[start PROVIDED TEXT]
This is an implementation of the technical assignment for a full stack developer role at bol.com. See the rules of the game in this YouTube video.

Repository structure

This repository consists of 2 projects:

  1. the backend, implemented with Java and Spring, ruled by /pom.xml
  2. the frontend, implemented with Angular, ruled by /frontend/.package.json

How to run

To play the game, run both the backend and the frontend on your local machine.

System requirements

Before you type and hit the start commands, make sure your operating system has the following platforms & tooling installed. The versions given are versions used for this implementation. If you already use lower minor versions on your machine, the game might still run. If it doesn't, try upgrading to at least the version given below.

  1. JDK 17
  2. Maven 3.8.6
  3. Node 16.16.0
  4. Npm 8.11.0
  5. Chrome 110.0.5481.181

The steps

  1. Run mvn spring-boot:run in / to start the backend.
  2. Run npm run start in /frontend to start the frontend.
  3. Open localhost:4200 in Chrome. The frontend will open and connect automatically to the backend running on localhost:8080.
  4. Open localhost:4200 in another browser or different user profile in Chrome.
[end PROVIDED TEXT]
[start INFORMATION SUPPLIED]
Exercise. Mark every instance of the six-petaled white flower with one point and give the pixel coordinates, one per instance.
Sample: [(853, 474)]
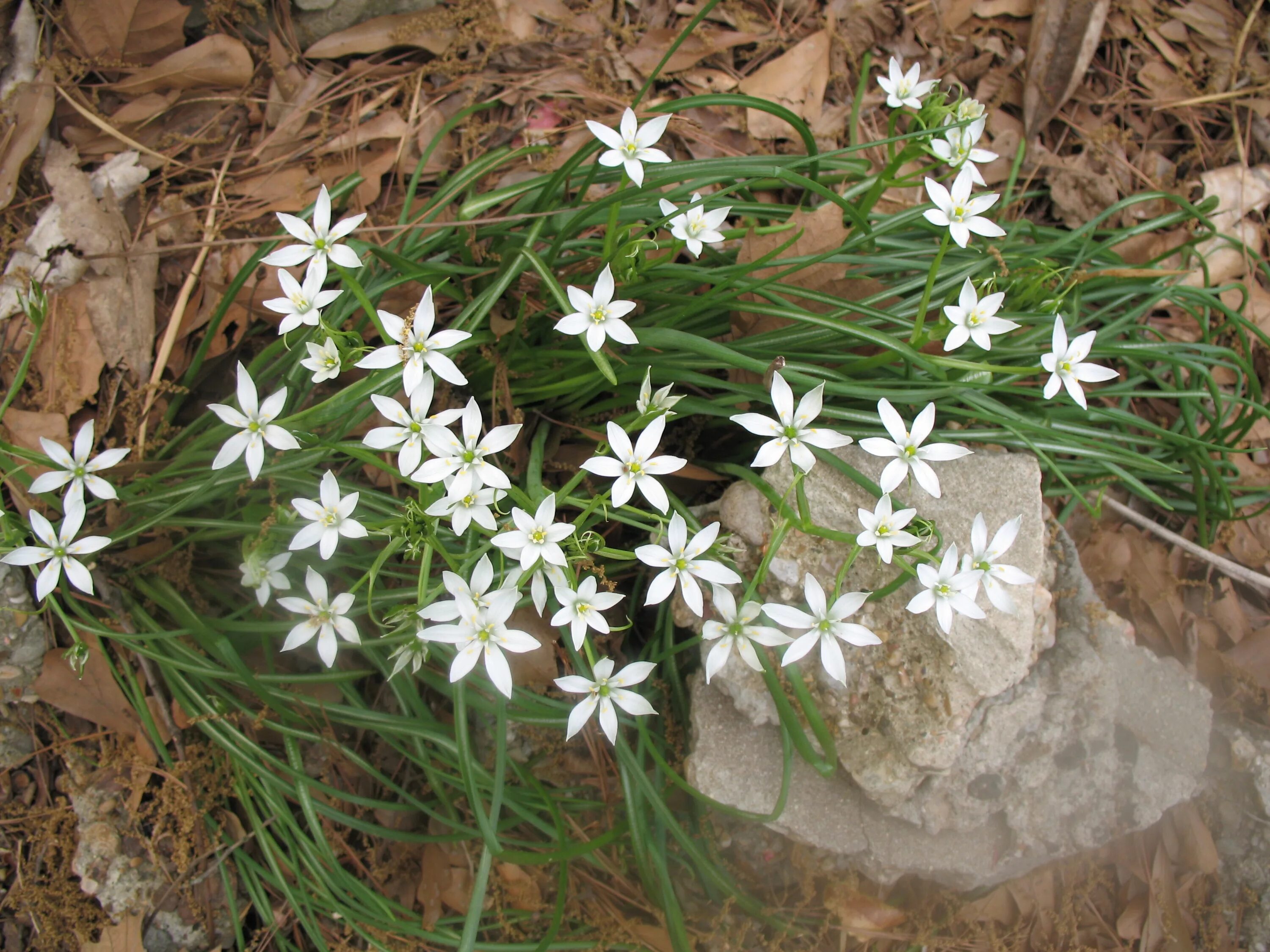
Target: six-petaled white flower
[(256, 426), (417, 348), (332, 517), (472, 508), (59, 550), (483, 633), (606, 691), (983, 563), (318, 242), (961, 214), (327, 619), (959, 149), (583, 610), (886, 530), (77, 469), (635, 466), (906, 447), (905, 88), (975, 319), (826, 625), (696, 228), (660, 402), (1067, 367), (463, 462), (323, 361), (947, 591), (303, 303), (793, 428), (632, 144), (737, 629), (408, 428), (536, 536), (263, 575), (477, 591), (599, 315), (682, 563)]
[end INFORMATION SUPPLIED]
EXERCISES =>
[A] Copy the part of the repository description that begins at the words "Repository structure" and ends after "version given below.".
[B] Check each statement against the repository description and answer yes or no, quoting the deciding words: (i) The frontend is built with Angular. (ii) The backend runs on localhost:4200. (iii) The game should also be opened in another browser or a different Chrome user profile.
[C] According to the repository description, which command starts the frontend, and in which directory is it run?

EXERCISE SOLUTIONS =>
[A]
Repository structure

This repository consists of 2 projects:

  1. the backend, implemented with Java and Spring, ruled by /pom.xml
  2. the frontend, implemented with Angular, ruled by /frontend/.package.json

How to run

To play the game, run both the backend and the frontend on your local machine.

System requirements

Before you type and hit the start commands, make sure your operating system has the following platforms & tooling installed. The versions given are versions used for this implementation. If you already use lower minor versions on your machine, the game might still run. If it doesn't, try upgrading to at least the version given below.

[B]
(i) Yes: "the frontend, implemented with Angular, ruled by /frontend/.package.json"
(ii) No: "connect automatically to the backend running on localhost:8080."
(iii) Yes: "Open localhost:4200 in another browser or different user profile in Chrome."

[C] The command is npm run start, run in /frontend.